-------- Given passage
Single by Little Big

from the album Antipositive, Pt. 2
- Released: 5 October 2018
- Genre: Pop; dance; EDM; hip house;
- Length: 2:43
- Label: SBA Music Publishing; Warner Music Russia;
- Songwriters: Ilya Prusikin; Lyubim Khomchuk;

Little Big singles chronology
| "Слэмятся пацаны" (2018) | "Skibidi" (2019) | "Rave in Peace (In Memory of Keith Flint)" (2019) |

Music video
- "Skibidi" on YouTube

= Skibidi (song) =

2018 dance song and viral music video by Little Big

"Skibidi" (/ˈskɪb.ɪ.di/, SKIB-ih-dee) is a dance song by Russian rave band Little Big. It was released on 5 October 2018 along with their album Antipositive, Pt. 2 on Warner Music Russia. Ilya Prusikin and the media producer of the group "Khleb", Lyubim Khomchuk, were credited for writing.

The song became a hit in the fall of 2018. The single, rereleased on 22 February 2019, debuted at number 2 on Top Radio & YouTube Hits. The song achieved wider fame due to the music video that was released on the day of the album's premiere.
----------------
_Task prompt_: According to the article on the song "Skibidi," on what date was the single rereleased?
-------- Source material
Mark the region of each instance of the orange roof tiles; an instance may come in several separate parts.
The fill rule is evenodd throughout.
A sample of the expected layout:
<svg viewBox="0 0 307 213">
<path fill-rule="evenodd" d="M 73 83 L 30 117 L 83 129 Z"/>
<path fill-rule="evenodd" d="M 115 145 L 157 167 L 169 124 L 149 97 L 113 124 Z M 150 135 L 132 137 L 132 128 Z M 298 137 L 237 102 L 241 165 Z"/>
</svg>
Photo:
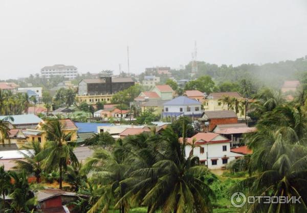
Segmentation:
<svg viewBox="0 0 307 213">
<path fill-rule="evenodd" d="M 156 87 L 161 92 L 172 92 L 173 90 L 168 85 L 156 85 Z"/>
<path fill-rule="evenodd" d="M 236 148 L 232 148 L 230 149 L 230 151 L 235 153 L 242 154 L 243 155 L 247 155 L 248 154 L 252 154 L 253 151 L 249 149 L 247 146 L 237 147 Z"/>
</svg>

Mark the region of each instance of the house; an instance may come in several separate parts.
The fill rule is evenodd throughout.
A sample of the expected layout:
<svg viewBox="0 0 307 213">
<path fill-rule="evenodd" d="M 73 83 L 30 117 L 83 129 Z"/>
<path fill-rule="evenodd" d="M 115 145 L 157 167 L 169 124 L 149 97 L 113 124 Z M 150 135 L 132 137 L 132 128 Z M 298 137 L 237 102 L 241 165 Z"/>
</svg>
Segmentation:
<svg viewBox="0 0 307 213">
<path fill-rule="evenodd" d="M 160 115 L 164 111 L 163 104 L 167 101 L 161 100 L 145 101 L 141 104 L 141 111 L 142 112 L 150 111 L 155 115 Z"/>
<path fill-rule="evenodd" d="M 119 133 L 119 135 L 121 138 L 124 138 L 128 135 L 137 135 L 143 133 L 149 134 L 151 132 L 150 129 L 147 127 L 142 128 L 128 128 Z"/>
<path fill-rule="evenodd" d="M 185 96 L 180 96 L 163 104 L 163 116 L 189 116 L 194 118 L 202 115 L 202 103 Z"/>
<path fill-rule="evenodd" d="M 227 103 L 223 103 L 222 100 L 225 97 L 236 98 L 238 101 L 245 100 L 240 94 L 237 92 L 212 92 L 210 93 L 204 101 L 204 109 L 205 111 L 220 111 L 229 110 L 230 107 Z M 245 118 L 245 108 L 242 107 L 242 110 L 239 110 L 237 115 L 238 118 L 243 119 Z"/>
<path fill-rule="evenodd" d="M 154 86 L 160 82 L 160 77 L 155 76 L 145 76 L 142 82 L 143 86 Z"/>
<path fill-rule="evenodd" d="M 213 132 L 226 137 L 232 141 L 231 147 L 238 146 L 243 139 L 243 135 L 257 131 L 255 127 L 248 127 L 245 123 L 217 125 Z"/>
<path fill-rule="evenodd" d="M 186 90 L 183 95 L 190 99 L 195 99 L 201 103 L 203 103 L 206 98 L 205 94 L 200 90 Z"/>
<path fill-rule="evenodd" d="M 181 138 L 182 140 L 182 138 Z M 220 135 L 212 132 L 199 133 L 186 139 L 185 148 L 186 156 L 190 154 L 198 156 L 201 163 L 210 169 L 218 169 L 236 159 L 243 156 L 231 152 L 230 140 Z M 194 148 L 191 145 L 194 143 Z"/>
<path fill-rule="evenodd" d="M 18 114 L 10 115 L 13 118 L 13 121 L 9 119 L 8 122 L 13 125 L 17 129 L 35 129 L 42 120 L 34 114 Z M 0 120 L 7 117 L 7 116 L 0 116 Z"/>
<path fill-rule="evenodd" d="M 171 100 L 174 94 L 174 91 L 168 85 L 156 85 L 151 91 L 156 92 L 162 100 Z"/>
<path fill-rule="evenodd" d="M 300 85 L 299 81 L 285 81 L 281 87 L 281 91 L 286 92 L 290 91 L 295 91 Z"/>
<path fill-rule="evenodd" d="M 201 131 L 211 132 L 218 124 L 237 123 L 238 118 L 232 110 L 205 111 L 199 121 Z"/>
</svg>

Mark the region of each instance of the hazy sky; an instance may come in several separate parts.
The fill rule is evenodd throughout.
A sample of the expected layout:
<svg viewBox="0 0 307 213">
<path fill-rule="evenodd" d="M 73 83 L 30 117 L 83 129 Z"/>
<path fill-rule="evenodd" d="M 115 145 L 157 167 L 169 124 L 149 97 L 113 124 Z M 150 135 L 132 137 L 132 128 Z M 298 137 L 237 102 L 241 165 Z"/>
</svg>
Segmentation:
<svg viewBox="0 0 307 213">
<path fill-rule="evenodd" d="M 43 66 L 130 70 L 198 59 L 264 63 L 307 55 L 306 0 L 0 1 L 0 79 Z"/>
</svg>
----------------
_Answer to the problem_: 22 February 2019